▸ What is being asked: From the line containing "of the elbow." to the very last line of the data below, transcribe everything exactly and nothing more.

▸ Given data:
========================================================================
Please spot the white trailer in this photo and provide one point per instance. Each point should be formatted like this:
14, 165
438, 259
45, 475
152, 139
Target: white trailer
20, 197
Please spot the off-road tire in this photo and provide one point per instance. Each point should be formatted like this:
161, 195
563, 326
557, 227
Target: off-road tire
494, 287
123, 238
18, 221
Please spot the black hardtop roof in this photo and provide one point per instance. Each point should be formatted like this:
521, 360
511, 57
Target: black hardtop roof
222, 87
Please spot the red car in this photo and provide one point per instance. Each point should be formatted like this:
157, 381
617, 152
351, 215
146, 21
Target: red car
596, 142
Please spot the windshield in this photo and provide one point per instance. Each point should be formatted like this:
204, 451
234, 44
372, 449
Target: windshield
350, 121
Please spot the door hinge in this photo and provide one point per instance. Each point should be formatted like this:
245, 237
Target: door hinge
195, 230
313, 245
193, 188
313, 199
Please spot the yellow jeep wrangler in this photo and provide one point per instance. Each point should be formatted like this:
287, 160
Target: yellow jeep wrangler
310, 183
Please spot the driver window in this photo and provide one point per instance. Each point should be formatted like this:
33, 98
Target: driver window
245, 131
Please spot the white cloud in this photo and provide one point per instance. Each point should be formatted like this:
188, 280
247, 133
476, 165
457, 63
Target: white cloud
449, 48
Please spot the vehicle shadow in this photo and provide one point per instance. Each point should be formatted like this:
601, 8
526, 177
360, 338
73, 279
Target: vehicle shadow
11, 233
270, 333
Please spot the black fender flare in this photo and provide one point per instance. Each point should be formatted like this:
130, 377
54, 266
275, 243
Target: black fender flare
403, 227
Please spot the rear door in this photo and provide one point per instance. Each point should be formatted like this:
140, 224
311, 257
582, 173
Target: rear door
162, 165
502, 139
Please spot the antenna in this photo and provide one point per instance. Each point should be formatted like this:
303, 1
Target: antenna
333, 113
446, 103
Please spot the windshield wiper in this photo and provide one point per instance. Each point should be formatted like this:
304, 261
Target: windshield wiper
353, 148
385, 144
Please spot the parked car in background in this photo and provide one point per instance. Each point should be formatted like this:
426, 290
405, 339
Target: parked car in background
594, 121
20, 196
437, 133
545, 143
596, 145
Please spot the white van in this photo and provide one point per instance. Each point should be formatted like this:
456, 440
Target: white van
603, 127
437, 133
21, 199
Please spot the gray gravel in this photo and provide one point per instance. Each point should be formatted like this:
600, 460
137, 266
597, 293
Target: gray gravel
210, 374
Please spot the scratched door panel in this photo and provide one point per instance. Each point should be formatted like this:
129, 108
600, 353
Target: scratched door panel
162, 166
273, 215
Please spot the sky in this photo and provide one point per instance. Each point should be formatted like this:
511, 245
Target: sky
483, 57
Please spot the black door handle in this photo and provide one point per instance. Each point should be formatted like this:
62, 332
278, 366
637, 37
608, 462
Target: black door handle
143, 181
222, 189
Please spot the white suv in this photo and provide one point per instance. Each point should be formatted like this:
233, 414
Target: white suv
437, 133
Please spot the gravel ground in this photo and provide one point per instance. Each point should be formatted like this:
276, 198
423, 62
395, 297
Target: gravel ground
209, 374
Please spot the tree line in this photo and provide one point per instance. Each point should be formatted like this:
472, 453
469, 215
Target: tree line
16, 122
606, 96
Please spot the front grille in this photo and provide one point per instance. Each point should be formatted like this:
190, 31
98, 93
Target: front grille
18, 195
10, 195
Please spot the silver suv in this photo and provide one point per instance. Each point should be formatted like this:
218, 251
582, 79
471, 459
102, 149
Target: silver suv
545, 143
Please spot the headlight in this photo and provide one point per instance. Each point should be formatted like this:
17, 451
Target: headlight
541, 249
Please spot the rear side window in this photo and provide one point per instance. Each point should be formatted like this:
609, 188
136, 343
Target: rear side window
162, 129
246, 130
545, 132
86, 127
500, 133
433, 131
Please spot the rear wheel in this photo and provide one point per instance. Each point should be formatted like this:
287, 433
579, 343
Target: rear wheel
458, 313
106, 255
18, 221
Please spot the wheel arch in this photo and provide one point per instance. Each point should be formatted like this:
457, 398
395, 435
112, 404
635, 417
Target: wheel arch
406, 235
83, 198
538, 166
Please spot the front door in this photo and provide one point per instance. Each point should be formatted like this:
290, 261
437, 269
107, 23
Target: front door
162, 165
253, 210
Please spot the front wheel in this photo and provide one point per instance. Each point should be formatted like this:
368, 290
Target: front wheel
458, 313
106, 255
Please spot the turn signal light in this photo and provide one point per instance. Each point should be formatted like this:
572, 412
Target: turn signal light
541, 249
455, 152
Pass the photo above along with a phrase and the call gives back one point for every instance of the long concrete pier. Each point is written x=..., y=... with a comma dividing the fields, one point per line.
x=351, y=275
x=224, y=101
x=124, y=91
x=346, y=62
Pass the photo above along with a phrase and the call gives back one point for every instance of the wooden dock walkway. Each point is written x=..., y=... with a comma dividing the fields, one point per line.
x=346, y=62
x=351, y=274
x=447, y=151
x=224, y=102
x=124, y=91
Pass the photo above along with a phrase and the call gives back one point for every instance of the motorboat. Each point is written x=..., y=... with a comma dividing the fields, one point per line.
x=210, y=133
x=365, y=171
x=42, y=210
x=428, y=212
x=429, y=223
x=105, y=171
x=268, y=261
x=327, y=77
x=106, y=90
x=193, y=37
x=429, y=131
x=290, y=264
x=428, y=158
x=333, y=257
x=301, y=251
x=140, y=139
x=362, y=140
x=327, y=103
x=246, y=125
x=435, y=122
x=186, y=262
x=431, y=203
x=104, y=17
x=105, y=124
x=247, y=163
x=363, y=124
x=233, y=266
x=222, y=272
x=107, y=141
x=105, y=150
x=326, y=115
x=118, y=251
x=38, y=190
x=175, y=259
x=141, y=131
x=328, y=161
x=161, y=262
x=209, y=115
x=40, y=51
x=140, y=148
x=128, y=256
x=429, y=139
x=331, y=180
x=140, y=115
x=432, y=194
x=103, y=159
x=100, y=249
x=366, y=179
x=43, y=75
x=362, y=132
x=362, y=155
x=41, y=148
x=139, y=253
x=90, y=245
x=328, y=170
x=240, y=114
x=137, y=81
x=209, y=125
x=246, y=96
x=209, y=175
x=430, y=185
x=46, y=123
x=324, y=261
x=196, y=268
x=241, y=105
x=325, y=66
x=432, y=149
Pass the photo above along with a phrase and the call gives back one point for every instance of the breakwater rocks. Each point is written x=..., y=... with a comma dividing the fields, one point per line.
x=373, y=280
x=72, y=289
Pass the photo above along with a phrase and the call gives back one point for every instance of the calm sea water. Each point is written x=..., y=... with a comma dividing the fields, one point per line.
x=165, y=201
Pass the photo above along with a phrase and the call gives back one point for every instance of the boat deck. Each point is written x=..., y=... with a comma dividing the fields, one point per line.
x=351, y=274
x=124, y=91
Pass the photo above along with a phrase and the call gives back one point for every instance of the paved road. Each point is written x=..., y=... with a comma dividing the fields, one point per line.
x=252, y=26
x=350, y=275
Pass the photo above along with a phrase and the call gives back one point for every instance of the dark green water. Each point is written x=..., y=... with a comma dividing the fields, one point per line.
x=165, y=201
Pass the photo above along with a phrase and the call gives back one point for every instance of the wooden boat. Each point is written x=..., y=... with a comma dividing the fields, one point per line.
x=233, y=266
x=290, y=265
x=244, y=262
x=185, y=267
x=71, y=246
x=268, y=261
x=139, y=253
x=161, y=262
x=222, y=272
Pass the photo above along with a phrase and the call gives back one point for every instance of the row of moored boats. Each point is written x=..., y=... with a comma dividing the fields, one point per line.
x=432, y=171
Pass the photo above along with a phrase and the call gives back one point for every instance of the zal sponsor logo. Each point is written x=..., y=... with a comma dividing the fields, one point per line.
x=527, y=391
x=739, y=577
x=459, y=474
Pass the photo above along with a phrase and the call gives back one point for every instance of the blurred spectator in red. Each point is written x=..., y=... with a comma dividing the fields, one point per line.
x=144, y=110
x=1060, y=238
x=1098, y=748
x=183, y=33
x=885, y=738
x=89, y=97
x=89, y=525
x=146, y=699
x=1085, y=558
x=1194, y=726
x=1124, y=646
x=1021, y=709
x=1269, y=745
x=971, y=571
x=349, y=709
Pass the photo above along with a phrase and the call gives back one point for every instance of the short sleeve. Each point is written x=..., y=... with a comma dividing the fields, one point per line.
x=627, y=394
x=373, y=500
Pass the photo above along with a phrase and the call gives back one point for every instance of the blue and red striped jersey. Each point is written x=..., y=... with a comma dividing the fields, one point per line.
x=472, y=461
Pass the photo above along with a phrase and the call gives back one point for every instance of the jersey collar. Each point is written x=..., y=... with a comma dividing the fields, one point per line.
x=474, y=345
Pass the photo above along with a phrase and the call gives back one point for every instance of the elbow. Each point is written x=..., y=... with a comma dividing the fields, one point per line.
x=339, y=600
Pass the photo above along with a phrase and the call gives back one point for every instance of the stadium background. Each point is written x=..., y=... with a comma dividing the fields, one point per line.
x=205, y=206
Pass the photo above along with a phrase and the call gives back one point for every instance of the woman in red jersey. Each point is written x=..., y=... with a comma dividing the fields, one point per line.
========================================================================
▸ Problem solution:
Pass the photo above along with a phrase and the call gives back one point for every instance of the elbow. Each point is written x=..., y=... with a comma dividing the fields, one point per line.
x=339, y=600
Pass the photo above along with a phrase and the call gives back one point for every instance of the stadium background. Each point is written x=..., y=... with a comma dividing the fields, one point per line.
x=205, y=206
Pass the photo above along with a phrase and the call gives back one point for every instance of the woman in red jersey. Each point is written x=..., y=... with a comma dividing the fields, one point per line.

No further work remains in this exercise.